* **Задание**
Выведите без изменений отрывок исходного текста от «С ФАБРИЧНЫМ ЛЮДОМ» до «моими ободранными руками.».

Читаем Автобиографические статьи. Дореволюционные работы полностью

Имение, куда мы поехали, принадлежало богатой помещице Назимовой. Все перед ней прислуживались. Когда она ходила к обедне, то, поцеловав руку попу, всовывала в нее 25 рублей. Поп поэтому не служил обедни, пока не придет помещица.

Экзамен происходил в школе. Ребят спрашивал местный поп и какой-то инспектор. Ребята очень испугались, особенно Илюша. Когда им стали делать диктовку, Илюша написал с испугу: «кислые счы» вместо «кислые щи». Я не вытерпела и пошла сказать ему, чтобы он поправил ошибку. «Тимофейка» сказала мне, чтобы я сидела смирно и не совалась; она сама волновалась. Все же ребята выдержали. Илюша долго не мог успокоиться, был бледен и дрожал. Нас позвали обедать к Назимовой. Что меня поразило – это куча комнатных собак: болонок, левреток, еще каких-то; они прыгали по стульям, суетились. Когда сели обедать, появились две босоногие девочки. Назимова наливала прежде суп на собачьи тарелки. Девочки разносили собакам еду. Потом наливала суп гостям. Всюду была роскошь. Особенно был наряден сад: вокруг пруда росли чудесные розы. Но мне было скучно, и я была рада, когда стали собираться домой. «Да, конечно, – думала я, – «Тимофейка» права, когда говорит, что не надо помещиков». Я слышала то же еще раньше от отца.

«Тимофейка» брала меня с собой, когда ходила по соседним деревням. Она носила крестьянам книжки и долго толковала с ними, но я не все понимала, что она говорила.

Потом «Тимофейка» куда-то уезжала на месяц.

С ФАБРИЧНЫМ ЛЮДОМ

Тем временем приехали отец с матерью и поселились верстах в двух от имения Косяковских, около фабрики; я стала жить с ними. Подружилась с ребятами, которые работали на фабрике. Оказалось, и Илюша там работает. Я тоже стала ходить на фабрику и иногда часами сидела и складывала в дести и стопы листы оберточной бумаги. Завела также дружбу со стариком, который возил дрова на фабрику. Он давал мне становиться на телегу и стоя править; это мне очень нравилось. Мы ездили в лес, там я ему помогала накладывать на телегу дрова, потом мы шли около телеги и, подъехав к фабрике, сбрасывали дрова в кочегарку. Отец и мать посмеивались над моим усердием и над моими ободранными руками.

* **Список записей**
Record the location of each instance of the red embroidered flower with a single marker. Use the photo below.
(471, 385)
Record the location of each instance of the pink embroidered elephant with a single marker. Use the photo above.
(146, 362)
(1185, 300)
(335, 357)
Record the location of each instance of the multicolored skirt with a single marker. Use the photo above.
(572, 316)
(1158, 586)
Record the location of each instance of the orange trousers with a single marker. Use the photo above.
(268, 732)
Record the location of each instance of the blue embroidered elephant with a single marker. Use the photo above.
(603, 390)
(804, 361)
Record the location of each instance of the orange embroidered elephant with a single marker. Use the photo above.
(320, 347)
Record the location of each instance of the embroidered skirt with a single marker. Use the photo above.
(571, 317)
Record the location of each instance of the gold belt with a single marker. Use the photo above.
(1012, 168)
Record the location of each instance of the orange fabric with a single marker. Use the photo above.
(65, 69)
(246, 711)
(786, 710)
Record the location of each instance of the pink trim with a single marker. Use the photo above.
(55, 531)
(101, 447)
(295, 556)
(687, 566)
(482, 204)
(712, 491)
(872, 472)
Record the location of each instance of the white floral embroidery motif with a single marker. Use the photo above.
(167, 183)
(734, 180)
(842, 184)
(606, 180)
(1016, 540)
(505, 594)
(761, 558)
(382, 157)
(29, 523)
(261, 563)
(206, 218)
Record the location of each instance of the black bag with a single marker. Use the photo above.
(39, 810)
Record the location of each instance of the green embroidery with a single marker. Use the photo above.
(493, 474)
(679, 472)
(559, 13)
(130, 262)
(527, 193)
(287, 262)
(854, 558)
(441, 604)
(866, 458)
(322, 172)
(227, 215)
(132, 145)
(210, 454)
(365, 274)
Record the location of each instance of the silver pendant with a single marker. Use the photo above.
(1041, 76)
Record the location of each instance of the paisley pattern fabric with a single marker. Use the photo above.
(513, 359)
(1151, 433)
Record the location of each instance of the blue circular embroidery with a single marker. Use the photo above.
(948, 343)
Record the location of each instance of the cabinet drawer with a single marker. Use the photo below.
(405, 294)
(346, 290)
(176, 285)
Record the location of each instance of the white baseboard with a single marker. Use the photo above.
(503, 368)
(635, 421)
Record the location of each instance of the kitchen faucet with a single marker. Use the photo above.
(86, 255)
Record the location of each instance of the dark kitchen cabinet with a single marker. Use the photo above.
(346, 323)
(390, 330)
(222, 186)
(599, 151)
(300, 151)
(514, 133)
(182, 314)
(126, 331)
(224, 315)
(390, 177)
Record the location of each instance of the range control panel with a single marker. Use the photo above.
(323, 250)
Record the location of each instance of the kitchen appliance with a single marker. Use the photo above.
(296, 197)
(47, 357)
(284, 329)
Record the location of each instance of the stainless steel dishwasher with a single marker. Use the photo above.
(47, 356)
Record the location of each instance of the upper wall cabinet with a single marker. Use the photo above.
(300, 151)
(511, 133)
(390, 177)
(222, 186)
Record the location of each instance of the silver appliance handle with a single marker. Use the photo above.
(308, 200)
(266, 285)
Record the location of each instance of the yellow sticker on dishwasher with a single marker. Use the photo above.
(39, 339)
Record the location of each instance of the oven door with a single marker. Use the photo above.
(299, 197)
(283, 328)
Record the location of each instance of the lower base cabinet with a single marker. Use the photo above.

* **Ответ**
С ФАБРИЧНЫМ ЛЮДОМ

Тем временем приехали отец с матерью и поселились верстах в двух от имения Косяковских, около фабрики; я стала жить с ними. Подружилась с ребятами, которые работали на фабрике. Оказалось, и Илюша там работает. Я тоже стала ходить на фабрику и иногда часами сидела и складывала в дести и стопы листы оберточной бумаги. Завела также дружбу со стариком, который возил дрова на фабрику. Он давал мне становиться на телегу и стоя править; это мне очень нравилось. Мы ездили в лес, там я ему помогала накладывать на телегу дрова, потом мы шли около телеги и, подъехав к фабрике, сбрасывали дрова в кочегарку. Отец и мать посмеивались над моим усердием и над моими ободранными руками.